--- Work request ---
Which lines in the data below contain the string "with"? Show each one.

[Stored records]
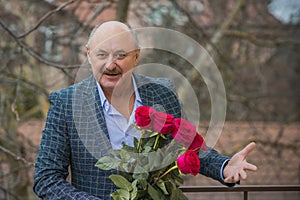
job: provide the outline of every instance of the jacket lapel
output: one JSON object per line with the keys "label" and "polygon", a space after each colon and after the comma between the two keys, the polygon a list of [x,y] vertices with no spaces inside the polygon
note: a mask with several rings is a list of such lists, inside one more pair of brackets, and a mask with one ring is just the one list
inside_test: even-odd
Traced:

--- Written reply ---
output: one JSON object per line with the keys "label" and "polygon", a space after each colon and after the comma between the two keys, the polygon a list of [x,y] vertices with no spaces inside the polygon
note: a mask with several rings is a list of such lists, inside one more pair of brackets, and a mask with one ring is just the one list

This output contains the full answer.